--- Start Material provided ---

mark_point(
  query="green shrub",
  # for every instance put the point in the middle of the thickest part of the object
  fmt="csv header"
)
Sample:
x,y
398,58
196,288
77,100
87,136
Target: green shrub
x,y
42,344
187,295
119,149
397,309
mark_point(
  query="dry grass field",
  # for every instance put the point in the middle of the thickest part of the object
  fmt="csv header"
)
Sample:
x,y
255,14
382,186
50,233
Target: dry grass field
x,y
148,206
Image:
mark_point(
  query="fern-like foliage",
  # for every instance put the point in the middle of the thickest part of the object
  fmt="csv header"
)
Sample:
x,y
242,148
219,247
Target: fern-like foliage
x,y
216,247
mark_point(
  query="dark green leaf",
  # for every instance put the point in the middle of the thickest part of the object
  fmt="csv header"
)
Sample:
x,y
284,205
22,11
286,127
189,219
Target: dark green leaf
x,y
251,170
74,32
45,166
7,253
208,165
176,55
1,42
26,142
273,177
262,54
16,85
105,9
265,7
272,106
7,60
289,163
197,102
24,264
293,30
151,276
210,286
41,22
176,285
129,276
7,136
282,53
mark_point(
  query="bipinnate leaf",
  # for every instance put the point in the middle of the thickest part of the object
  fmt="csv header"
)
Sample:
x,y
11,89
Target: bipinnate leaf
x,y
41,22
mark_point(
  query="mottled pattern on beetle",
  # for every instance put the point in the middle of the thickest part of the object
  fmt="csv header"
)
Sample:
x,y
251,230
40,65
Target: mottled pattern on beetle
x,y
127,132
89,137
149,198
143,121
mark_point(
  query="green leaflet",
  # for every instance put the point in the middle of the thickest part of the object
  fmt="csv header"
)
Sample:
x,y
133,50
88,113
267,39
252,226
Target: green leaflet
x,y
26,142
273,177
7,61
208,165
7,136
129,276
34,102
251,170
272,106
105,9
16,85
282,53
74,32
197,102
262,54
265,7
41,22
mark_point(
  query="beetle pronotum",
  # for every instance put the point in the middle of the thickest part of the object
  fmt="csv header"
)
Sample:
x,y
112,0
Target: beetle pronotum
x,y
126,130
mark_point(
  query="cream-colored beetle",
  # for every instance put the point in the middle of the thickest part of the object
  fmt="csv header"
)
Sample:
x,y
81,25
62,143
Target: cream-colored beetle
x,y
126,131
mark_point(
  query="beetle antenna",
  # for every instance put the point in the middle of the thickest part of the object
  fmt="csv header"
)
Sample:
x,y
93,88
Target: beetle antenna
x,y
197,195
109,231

--- End Material provided ---

### Your objective:
Repeat the data above, word for word.

### Expected answer:
mark_point(
  query="green shrub",
  # for every instance put the point in the middle of the thickest part of the object
  fmt="csv header"
)
Sample:
x,y
398,58
196,288
77,100
87,136
Target: green shrub
x,y
42,344
187,295
119,149
397,309
mark_point(
  query="dry grass field",
  # for every instance put the point in the middle of the thickest part of the object
  fmt="csv header"
)
Sample:
x,y
255,14
382,186
50,233
Target: dry grass field
x,y
148,206
Image:
mark_point(
  query="fern-like foliage",
  # for every instance put the point in the middle of the thickest part of the object
  fmt="csv header"
)
Sample:
x,y
242,148
219,247
Target: fern-like foliage
x,y
216,247
mark_point(
  query="dark green leaf",
  # for every instance put the point in the middle of the thickest part of the object
  fmt="csv header"
)
Sample:
x,y
284,205
22,11
286,127
189,219
Target: dark green leaf
x,y
251,170
74,32
45,166
7,253
208,165
176,55
1,42
26,142
273,177
262,54
16,85
105,9
265,7
272,106
7,60
289,163
197,102
24,264
293,30
151,276
210,286
41,22
176,285
129,276
7,136
282,53
mark_point(
  query="bipinnate leaf",
  # for every instance put the point in the middle of the thickest part of the object
  fmt="csv header"
)
Sample:
x,y
11,89
Target: bipinnate leaf
x,y
41,22
mark_point(
  query="mottled pattern on beetle",
  # for every instance put the point in the middle of the thickest part of the object
  fmt="csv header"
)
Sample:
x,y
251,230
40,65
Target: mottled pattern on beetle
x,y
127,132
89,137
149,198
143,121
mark_point(
  query="green leaflet",
  # for every instance put the point in the middle of the thickest part of the object
  fmt="csv header"
)
Sample:
x,y
133,50
88,113
267,39
252,226
Target: green leaflet
x,y
26,142
273,177
7,61
208,165
7,136
129,276
34,102
251,170
272,106
105,9
16,85
282,53
74,32
197,102
262,54
265,7
41,22
mark_point(
  query="beetle pronotum",
  # for every instance put the point in the middle of the thickest part of the object
  fmt="csv header"
)
Sample:
x,y
112,0
Target: beetle pronotum
x,y
126,130
mark_point(
  query="cream-colored beetle",
  # for every instance put the point in the middle of the thickest part of the object
  fmt="csv header"
)
Sample:
x,y
81,25
62,143
Target: cream-colored beetle
x,y
126,131
mark_point(
  query="beetle antenna",
  # for every instance put the point in the middle of the thickest part of the object
  fmt="csv header"
)
Sample:
x,y
93,88
Target: beetle antenna
x,y
197,195
109,231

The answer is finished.